(Source information begins)

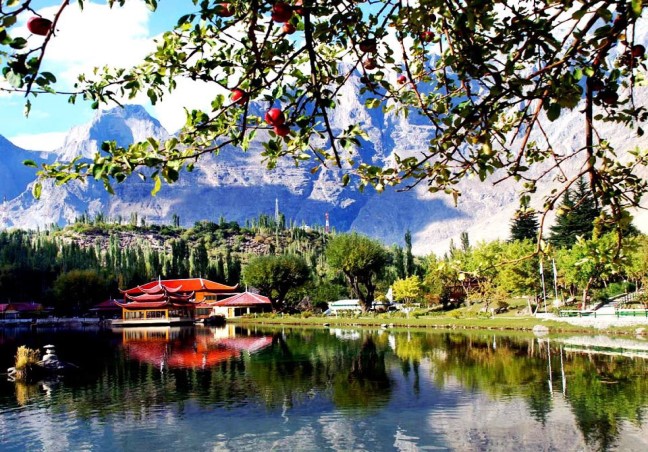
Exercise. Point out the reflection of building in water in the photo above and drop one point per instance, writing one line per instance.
(172, 301)
(242, 304)
(176, 347)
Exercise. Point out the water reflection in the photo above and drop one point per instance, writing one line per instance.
(177, 347)
(295, 388)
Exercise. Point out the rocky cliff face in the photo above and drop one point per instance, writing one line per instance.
(238, 186)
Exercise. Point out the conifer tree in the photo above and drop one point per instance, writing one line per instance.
(576, 216)
(524, 225)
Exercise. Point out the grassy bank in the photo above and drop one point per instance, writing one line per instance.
(501, 323)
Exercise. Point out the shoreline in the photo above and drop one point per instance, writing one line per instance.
(526, 324)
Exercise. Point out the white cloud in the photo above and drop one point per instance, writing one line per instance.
(97, 36)
(39, 142)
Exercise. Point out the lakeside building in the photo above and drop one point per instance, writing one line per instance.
(241, 304)
(170, 301)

(Source information ends)

→ **Aim of the task**
None of the pictures should appear; the rest of the entries must be reproduced exactly.

→ **Task response**
Exercise. Point out the reflection of building in water in the photo above and drop one point per instance, writing one line per instance.
(172, 301)
(242, 304)
(176, 347)
Exercise. Point out the water reflection in the photo above and drop one point per instance, writing one line per instance.
(177, 347)
(295, 388)
Exercise. Point out the rocky cliff face in the photo above and drop one point per instance, writing one line per instance.
(238, 186)
Exercise. Point out the conifer tree in the photo above and drop one point per instance, writing one line per instance.
(576, 216)
(524, 225)
Exercise. Point out the grassy bank in the photo above and drop one point per instance, writing one line per instance.
(501, 323)
Exercise. Point out the shoreline in the photo above and drop one point per instance, writing one line per instance.
(526, 324)
Exercise. Point out the white cloud in the photo above and drop one point per instance, writing one line per instance.
(97, 36)
(39, 142)
Exercise. Point out the lakeside building in the photo above and drop one point per instance, writing one line per instance.
(241, 304)
(170, 301)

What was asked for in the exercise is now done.